(Region pointing data)
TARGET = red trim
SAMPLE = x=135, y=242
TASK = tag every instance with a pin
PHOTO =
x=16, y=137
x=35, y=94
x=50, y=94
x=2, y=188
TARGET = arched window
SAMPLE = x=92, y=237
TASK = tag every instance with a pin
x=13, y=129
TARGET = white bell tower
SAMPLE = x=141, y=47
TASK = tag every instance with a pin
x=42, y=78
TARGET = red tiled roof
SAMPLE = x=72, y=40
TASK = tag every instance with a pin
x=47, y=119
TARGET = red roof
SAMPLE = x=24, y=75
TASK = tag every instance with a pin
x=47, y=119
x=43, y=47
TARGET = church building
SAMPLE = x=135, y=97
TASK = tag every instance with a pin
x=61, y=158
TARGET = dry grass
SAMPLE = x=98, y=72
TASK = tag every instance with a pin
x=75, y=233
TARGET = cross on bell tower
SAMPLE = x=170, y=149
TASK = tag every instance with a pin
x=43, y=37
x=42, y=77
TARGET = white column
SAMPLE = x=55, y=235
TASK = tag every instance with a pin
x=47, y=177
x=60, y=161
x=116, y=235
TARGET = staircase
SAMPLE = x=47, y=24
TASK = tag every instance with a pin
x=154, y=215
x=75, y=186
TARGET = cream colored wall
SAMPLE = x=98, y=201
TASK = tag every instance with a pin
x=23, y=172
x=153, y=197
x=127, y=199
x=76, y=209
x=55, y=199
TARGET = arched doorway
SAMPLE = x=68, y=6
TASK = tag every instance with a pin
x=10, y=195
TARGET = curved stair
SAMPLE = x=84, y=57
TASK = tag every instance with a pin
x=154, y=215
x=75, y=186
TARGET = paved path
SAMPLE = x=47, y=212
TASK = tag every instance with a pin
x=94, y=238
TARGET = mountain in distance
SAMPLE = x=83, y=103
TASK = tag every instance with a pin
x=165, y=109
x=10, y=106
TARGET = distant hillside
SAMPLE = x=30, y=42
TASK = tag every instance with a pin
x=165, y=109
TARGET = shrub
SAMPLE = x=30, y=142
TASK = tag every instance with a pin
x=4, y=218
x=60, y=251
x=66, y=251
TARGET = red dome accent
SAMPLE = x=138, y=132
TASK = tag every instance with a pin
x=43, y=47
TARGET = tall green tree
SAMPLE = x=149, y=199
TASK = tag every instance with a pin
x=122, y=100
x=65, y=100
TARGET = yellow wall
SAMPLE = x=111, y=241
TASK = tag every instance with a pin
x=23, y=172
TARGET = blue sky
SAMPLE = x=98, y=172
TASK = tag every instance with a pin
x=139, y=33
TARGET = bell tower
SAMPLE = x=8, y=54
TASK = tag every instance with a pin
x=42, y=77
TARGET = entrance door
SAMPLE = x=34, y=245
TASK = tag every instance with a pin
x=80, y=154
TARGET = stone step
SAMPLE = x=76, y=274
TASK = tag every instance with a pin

• _The problem_:
Nothing in the records above may be left out when you repeat them exactly.

• _Task response_:
TARGET = red trim
SAMPLE = x=135, y=242
TASK = tag every instance with a pin
PHOTO =
x=16, y=137
x=35, y=94
x=50, y=94
x=2, y=188
TARGET = arched window
SAMPLE = x=92, y=237
TASK = tag every instance with a pin
x=13, y=129
TARGET = white bell tower
SAMPLE = x=141, y=47
TASK = tag every instance with a pin
x=42, y=78
TARGET = red tiled roof
SAMPLE = x=72, y=40
TASK = tag every instance with a pin
x=47, y=119
TARGET = red roof
SAMPLE = x=24, y=75
TASK = tag every instance with a pin
x=47, y=119
x=43, y=47
TARGET = church building
SAMPLE = x=135, y=97
TASK = tag every instance with a pin
x=61, y=158
TARGET = dry grass
SAMPLE = x=98, y=72
TASK = tag every instance with a pin
x=75, y=233
TARGET = cross on bell tower
SAMPLE = x=170, y=149
TASK = tag every instance with a pin
x=43, y=37
x=42, y=77
TARGET = white column
SAMPLE = x=55, y=235
TASK = tag every instance with a pin
x=47, y=177
x=60, y=161
x=116, y=235
TARGET = staircase
SAMPLE = x=47, y=24
TASK = tag every instance with a pin
x=154, y=215
x=75, y=186
TARGET = cream colored wall
SAMPLE = x=98, y=201
TASK = tag every instance with a pin
x=23, y=172
x=153, y=197
x=127, y=199
x=76, y=209
x=55, y=199
TARGET = arched doorway
SAMPLE = x=68, y=6
TASK = tag every instance with a pin
x=10, y=195
TARGET = curved stair
SAMPLE = x=84, y=57
TASK = tag every instance with a pin
x=154, y=215
x=75, y=186
TARGET = paved path
SAMPLE = x=47, y=212
TASK = tag every instance with a pin
x=94, y=238
TARGET = mountain in distance
SAMPLE = x=83, y=103
TASK = tag every instance with a pin
x=165, y=109
x=10, y=106
TARGET = distant hillside
SAMPLE = x=30, y=42
TASK = tag every instance with a pin
x=165, y=109
TARGET = shrub
SAMPLE = x=30, y=142
TASK = tag every instance with a pin
x=4, y=218
x=60, y=251
x=66, y=251
TARGET = red dome accent
SAMPLE = x=138, y=132
TASK = tag every instance with a pin
x=43, y=47
TARGET = tall green tree
SAMPLE = x=149, y=199
TASK = tag every instance with a pin
x=122, y=100
x=65, y=100
TARGET = yellow wall
SAMPLE = x=111, y=241
TASK = tag every instance with a pin
x=23, y=172
TARGET = blue sky
SAMPLE = x=98, y=172
TASK = tag every instance with a pin
x=139, y=33
TARGET = bell tower
SAMPLE = x=8, y=54
TASK = tag every instance with a pin
x=42, y=77
TARGET = entrance door
SAMPLE = x=34, y=245
TASK = tag every instance with a pin
x=80, y=154
TARGET = stone step
SAMPLE = x=76, y=274
TASK = tag every instance with a pin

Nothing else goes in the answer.